Give back, word for word, the line that contains "form (861, 290)?" and every line that follows it in the data below.

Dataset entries
=== Section Start ===

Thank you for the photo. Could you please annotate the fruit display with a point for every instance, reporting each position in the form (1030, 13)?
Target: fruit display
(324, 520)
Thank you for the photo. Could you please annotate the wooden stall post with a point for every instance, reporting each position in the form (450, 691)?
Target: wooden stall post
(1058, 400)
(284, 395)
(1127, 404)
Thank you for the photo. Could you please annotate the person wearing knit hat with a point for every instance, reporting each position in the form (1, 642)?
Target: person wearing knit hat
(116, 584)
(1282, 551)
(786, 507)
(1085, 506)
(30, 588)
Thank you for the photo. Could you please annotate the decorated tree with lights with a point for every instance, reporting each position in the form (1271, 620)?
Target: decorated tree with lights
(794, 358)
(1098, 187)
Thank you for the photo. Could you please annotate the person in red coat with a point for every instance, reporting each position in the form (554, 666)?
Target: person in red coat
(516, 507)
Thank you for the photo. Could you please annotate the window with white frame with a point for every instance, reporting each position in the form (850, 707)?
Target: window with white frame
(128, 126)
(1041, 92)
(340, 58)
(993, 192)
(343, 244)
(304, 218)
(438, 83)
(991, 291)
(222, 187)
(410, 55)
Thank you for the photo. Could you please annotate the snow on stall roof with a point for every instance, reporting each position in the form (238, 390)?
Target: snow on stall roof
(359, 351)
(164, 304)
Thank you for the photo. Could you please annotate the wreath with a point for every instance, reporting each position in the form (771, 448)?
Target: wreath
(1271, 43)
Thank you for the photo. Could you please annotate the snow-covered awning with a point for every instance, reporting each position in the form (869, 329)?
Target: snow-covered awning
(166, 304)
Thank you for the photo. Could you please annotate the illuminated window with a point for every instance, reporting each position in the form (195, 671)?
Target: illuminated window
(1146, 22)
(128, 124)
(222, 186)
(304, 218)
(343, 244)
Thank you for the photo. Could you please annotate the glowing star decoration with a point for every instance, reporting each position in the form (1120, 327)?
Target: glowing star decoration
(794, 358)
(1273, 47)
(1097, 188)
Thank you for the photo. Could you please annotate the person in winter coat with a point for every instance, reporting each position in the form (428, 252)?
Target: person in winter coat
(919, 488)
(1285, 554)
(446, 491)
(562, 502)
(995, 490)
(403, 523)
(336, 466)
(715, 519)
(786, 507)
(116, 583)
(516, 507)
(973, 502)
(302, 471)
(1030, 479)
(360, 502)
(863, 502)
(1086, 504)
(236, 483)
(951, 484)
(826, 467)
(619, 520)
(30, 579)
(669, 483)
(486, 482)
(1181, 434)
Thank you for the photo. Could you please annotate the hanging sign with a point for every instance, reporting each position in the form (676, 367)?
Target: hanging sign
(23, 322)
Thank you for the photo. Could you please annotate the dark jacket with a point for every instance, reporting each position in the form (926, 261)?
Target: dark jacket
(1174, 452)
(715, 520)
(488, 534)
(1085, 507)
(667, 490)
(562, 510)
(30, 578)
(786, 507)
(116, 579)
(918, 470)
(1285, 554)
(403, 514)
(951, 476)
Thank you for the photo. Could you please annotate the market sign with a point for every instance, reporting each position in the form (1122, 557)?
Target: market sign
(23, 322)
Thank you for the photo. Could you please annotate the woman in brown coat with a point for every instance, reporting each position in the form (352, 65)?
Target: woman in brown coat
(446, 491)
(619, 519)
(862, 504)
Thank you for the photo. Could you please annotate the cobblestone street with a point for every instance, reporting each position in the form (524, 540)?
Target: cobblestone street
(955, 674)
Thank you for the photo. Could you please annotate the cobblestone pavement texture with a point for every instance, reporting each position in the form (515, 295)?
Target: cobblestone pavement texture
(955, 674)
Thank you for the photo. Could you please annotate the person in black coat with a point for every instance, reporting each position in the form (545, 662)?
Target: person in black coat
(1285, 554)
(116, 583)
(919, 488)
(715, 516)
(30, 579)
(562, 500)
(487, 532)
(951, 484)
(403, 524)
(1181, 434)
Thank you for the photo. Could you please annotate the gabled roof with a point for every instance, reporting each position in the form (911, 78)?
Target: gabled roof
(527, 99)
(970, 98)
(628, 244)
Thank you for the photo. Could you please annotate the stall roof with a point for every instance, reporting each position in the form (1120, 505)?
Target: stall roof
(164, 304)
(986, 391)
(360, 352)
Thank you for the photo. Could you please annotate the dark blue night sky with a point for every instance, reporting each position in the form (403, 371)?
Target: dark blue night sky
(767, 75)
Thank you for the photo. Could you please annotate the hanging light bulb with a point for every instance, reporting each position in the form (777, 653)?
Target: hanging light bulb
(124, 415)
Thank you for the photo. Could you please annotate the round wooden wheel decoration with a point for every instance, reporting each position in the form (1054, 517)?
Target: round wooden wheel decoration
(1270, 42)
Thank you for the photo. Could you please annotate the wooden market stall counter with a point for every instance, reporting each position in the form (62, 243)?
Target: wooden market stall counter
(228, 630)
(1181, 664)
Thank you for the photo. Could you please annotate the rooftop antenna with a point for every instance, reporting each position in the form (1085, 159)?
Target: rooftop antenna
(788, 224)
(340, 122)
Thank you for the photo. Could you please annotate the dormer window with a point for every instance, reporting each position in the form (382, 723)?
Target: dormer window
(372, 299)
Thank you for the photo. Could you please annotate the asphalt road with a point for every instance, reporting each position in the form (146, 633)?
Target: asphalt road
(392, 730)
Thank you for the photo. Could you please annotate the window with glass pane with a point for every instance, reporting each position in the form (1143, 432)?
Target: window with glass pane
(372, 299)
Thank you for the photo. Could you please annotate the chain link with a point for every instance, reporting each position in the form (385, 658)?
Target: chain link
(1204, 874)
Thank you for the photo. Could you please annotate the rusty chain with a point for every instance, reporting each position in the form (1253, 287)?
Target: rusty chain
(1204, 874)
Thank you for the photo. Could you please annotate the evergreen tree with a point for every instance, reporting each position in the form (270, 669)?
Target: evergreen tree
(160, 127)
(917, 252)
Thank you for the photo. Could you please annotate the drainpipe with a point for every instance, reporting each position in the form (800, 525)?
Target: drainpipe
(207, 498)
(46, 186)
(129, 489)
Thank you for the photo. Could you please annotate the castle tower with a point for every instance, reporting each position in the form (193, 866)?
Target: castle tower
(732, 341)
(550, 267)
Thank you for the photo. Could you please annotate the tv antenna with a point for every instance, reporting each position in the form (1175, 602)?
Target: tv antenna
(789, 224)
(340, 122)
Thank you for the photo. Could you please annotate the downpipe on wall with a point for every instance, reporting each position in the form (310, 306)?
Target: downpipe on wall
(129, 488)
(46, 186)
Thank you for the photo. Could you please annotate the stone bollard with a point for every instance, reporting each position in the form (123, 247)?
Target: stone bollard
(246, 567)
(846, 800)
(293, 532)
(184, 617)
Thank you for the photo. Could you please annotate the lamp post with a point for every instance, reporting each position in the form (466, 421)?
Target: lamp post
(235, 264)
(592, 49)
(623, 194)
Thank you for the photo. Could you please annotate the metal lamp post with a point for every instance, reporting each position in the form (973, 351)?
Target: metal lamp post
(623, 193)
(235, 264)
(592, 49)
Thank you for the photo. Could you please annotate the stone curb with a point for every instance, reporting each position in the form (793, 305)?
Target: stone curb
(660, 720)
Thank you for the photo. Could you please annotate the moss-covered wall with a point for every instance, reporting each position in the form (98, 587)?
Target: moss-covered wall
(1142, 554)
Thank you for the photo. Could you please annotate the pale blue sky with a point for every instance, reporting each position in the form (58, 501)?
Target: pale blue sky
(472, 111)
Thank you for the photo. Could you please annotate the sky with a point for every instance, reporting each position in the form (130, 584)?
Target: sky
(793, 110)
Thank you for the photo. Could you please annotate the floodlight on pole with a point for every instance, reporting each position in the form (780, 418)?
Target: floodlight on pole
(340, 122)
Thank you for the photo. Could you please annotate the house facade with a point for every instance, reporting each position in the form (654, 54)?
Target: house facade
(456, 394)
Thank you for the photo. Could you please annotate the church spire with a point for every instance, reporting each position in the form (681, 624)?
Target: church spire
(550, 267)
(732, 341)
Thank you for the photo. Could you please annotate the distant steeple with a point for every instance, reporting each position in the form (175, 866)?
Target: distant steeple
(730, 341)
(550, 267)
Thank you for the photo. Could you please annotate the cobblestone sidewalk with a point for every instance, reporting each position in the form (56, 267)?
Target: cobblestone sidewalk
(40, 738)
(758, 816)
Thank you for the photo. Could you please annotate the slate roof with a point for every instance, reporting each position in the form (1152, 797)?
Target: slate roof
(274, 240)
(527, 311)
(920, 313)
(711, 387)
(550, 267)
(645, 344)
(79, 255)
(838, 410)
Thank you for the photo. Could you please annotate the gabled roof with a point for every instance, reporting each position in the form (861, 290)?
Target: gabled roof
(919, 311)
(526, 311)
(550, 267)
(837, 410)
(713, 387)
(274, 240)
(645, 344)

=== Section End ===

RESULT OF THIS EXERCISE
Thank you for the photo. Could you please annotate the gabled roof with a point for every instance, reporting each position in the form (861, 290)?
Target: gabled roof
(919, 311)
(526, 311)
(550, 267)
(837, 410)
(713, 387)
(274, 240)
(645, 344)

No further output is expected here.